DATA PROVIDED Block Start
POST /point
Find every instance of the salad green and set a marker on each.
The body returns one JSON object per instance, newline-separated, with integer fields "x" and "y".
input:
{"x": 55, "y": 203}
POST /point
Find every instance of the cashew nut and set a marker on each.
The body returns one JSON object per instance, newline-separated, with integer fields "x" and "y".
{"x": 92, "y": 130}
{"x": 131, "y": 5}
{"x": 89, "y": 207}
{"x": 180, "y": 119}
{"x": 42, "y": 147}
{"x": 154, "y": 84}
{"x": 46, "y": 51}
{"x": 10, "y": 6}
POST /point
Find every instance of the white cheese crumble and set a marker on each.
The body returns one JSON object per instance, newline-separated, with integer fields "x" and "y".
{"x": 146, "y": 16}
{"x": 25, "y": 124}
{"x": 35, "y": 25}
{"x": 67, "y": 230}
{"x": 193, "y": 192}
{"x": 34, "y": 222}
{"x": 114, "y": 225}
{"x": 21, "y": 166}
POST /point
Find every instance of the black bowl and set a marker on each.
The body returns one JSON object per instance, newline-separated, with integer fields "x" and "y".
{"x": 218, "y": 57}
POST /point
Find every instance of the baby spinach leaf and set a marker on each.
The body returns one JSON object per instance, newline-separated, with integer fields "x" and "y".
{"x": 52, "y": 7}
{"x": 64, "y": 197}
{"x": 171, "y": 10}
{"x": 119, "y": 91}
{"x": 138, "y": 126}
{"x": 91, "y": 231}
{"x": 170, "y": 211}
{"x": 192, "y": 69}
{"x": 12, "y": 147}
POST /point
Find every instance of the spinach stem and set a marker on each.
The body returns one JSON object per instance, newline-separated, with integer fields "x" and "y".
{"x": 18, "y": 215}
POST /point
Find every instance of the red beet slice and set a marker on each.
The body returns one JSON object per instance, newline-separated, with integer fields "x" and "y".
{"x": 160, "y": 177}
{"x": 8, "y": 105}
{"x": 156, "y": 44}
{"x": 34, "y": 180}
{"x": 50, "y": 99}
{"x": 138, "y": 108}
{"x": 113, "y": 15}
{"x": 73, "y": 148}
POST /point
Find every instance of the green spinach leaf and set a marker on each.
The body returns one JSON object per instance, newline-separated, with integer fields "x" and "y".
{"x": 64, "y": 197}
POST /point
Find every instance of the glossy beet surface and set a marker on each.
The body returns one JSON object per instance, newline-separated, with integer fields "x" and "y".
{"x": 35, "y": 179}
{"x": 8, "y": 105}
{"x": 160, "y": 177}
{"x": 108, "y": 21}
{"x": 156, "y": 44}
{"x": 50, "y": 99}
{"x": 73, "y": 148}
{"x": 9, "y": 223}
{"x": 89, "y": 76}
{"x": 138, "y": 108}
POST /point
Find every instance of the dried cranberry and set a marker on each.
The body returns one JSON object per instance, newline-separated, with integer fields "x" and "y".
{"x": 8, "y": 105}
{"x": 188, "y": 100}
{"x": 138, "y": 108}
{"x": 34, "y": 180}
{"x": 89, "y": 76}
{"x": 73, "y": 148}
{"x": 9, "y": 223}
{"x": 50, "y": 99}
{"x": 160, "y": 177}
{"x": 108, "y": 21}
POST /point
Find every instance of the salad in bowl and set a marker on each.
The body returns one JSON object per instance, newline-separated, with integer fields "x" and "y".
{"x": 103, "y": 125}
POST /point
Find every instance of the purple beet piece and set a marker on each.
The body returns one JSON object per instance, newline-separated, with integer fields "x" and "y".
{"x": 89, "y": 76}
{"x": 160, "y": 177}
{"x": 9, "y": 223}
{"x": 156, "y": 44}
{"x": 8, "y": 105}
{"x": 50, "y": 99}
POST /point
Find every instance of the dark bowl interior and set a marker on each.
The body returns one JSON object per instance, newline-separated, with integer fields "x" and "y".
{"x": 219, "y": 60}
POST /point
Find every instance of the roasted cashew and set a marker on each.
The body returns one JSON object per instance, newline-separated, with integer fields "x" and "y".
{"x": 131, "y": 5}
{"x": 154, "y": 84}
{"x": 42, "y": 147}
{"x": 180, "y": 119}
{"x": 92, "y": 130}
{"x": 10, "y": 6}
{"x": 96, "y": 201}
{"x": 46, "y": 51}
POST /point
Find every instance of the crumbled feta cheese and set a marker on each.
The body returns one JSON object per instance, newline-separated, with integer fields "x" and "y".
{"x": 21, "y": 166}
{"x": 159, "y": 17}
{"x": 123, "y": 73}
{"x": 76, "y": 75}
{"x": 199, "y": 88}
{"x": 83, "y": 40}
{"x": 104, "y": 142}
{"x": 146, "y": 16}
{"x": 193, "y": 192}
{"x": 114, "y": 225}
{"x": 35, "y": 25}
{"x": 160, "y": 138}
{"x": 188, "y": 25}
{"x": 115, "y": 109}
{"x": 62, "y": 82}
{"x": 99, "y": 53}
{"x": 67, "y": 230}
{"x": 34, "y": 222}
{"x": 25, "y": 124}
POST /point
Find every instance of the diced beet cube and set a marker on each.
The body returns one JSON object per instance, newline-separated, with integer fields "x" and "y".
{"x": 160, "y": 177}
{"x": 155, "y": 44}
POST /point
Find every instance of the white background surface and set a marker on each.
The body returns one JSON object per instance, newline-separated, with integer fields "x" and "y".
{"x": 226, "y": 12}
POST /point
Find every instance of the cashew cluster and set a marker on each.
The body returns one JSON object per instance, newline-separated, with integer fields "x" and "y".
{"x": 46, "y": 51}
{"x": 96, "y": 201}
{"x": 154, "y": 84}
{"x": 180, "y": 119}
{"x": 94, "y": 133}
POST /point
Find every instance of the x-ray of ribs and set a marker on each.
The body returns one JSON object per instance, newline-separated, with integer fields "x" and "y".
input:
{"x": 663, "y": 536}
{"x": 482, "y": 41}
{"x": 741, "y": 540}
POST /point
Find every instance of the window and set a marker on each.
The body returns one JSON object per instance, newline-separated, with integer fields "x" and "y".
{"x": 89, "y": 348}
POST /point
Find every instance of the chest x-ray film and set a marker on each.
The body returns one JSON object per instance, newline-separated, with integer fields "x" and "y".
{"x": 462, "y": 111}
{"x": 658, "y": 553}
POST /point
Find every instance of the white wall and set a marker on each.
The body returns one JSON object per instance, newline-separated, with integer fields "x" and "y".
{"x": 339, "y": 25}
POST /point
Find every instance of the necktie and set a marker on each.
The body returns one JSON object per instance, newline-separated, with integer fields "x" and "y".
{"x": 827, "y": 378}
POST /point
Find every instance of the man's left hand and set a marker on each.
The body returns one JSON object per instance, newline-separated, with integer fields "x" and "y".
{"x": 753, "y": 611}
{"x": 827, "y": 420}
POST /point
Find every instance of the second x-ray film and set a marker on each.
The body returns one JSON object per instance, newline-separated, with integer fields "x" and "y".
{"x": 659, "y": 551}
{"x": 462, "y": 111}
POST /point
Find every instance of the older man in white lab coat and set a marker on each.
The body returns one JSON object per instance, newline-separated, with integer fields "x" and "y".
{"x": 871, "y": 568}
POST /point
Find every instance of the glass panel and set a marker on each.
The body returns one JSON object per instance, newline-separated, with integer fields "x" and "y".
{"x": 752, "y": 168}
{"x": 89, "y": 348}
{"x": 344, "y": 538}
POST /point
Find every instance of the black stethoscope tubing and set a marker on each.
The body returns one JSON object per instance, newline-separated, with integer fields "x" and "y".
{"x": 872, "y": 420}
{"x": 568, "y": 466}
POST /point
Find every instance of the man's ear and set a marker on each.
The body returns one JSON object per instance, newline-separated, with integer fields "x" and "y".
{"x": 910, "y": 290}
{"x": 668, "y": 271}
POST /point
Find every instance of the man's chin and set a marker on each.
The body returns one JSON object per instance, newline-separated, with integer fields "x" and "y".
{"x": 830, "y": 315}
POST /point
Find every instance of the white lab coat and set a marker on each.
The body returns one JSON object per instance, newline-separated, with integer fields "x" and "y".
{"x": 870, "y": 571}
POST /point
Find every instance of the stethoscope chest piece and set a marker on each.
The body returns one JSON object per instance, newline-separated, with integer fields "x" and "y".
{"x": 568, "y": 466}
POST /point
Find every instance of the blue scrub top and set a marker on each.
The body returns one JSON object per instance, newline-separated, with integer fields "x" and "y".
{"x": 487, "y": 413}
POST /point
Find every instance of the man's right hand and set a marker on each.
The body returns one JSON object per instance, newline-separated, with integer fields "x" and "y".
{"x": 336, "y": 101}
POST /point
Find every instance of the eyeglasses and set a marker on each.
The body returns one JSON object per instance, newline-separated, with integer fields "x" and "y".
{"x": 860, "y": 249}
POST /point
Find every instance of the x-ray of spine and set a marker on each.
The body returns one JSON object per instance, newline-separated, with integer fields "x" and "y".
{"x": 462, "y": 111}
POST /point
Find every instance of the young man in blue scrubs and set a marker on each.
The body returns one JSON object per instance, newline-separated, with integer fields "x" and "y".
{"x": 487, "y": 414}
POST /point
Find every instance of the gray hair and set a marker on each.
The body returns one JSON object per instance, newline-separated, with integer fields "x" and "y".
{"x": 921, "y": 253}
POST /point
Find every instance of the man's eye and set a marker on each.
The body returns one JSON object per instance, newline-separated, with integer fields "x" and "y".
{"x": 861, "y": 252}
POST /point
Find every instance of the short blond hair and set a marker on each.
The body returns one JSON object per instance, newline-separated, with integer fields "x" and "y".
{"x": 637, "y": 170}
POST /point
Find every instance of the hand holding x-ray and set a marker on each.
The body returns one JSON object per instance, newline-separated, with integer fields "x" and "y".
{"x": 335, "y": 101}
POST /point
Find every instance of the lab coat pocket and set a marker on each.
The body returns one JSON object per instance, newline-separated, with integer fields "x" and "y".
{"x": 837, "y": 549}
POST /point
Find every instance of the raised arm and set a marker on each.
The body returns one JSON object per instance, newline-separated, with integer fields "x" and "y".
DATA PROVIDED Block End
### YOUR INSTRUCTIONS
Word for word, restate the entries from the first line to the line that has "Find every instance of the glossy", both included, and nothing else.

### RESPONSE TO THE EXERCISE
POST /point
Find every instance of the salad green and set a marker on each.
The body returns one JSON object per instance, newline-separated, with integer fields "x" and "y".
input:
{"x": 55, "y": 203}
POST /point
Find every instance of the cashew nut and set a marker on each.
The body returns one JSON object per instance, newline-separated, with integer fields "x" and "y".
{"x": 92, "y": 130}
{"x": 131, "y": 5}
{"x": 89, "y": 207}
{"x": 180, "y": 119}
{"x": 42, "y": 147}
{"x": 154, "y": 84}
{"x": 46, "y": 51}
{"x": 10, "y": 6}
POST /point
Find every instance of the white cheese crumble and set a marker on each.
The body returns one JSON object per instance, newline-separated, with integer fields "x" and "y".
{"x": 146, "y": 16}
{"x": 25, "y": 124}
{"x": 35, "y": 25}
{"x": 67, "y": 230}
{"x": 193, "y": 192}
{"x": 34, "y": 222}
{"x": 114, "y": 225}
{"x": 21, "y": 166}
POST /point
Find every instance of the black bowl and set a marker on each.
The body returns one JSON object per instance, newline-separated, with integer fields "x" and "y".
{"x": 218, "y": 57}
POST /point
Find every instance of the baby spinach leaf and set a marker on each.
The body returns one JSON object per instance, newline-separated, with integer fields "x" and "y".
{"x": 52, "y": 7}
{"x": 64, "y": 197}
{"x": 171, "y": 10}
{"x": 119, "y": 91}
{"x": 138, "y": 126}
{"x": 91, "y": 231}
{"x": 170, "y": 211}
{"x": 192, "y": 69}
{"x": 12, "y": 147}
POST /point
Find every instance of the spinach stem and set a marker on each.
The body returns one JSON object per instance, newline-separated, with integer fields "x" and "y".
{"x": 18, "y": 215}
POST /point
Find every instance of the red beet slice and set a marker on each.
The body returns one JSON object per instance, newline-separated, with integer fields "x" and "y".
{"x": 160, "y": 177}
{"x": 8, "y": 105}
{"x": 156, "y": 44}
{"x": 34, "y": 180}
{"x": 50, "y": 99}
{"x": 138, "y": 108}
{"x": 113, "y": 15}
{"x": 73, "y": 148}
POST /point
Find every instance of the green spinach leaf and set a marker on each.
The body returns one JSON object per instance, newline-separated, with integer fields "x" and "y".
{"x": 64, "y": 197}
POST /point
Find every instance of the glossy beet surface and set a marker on each.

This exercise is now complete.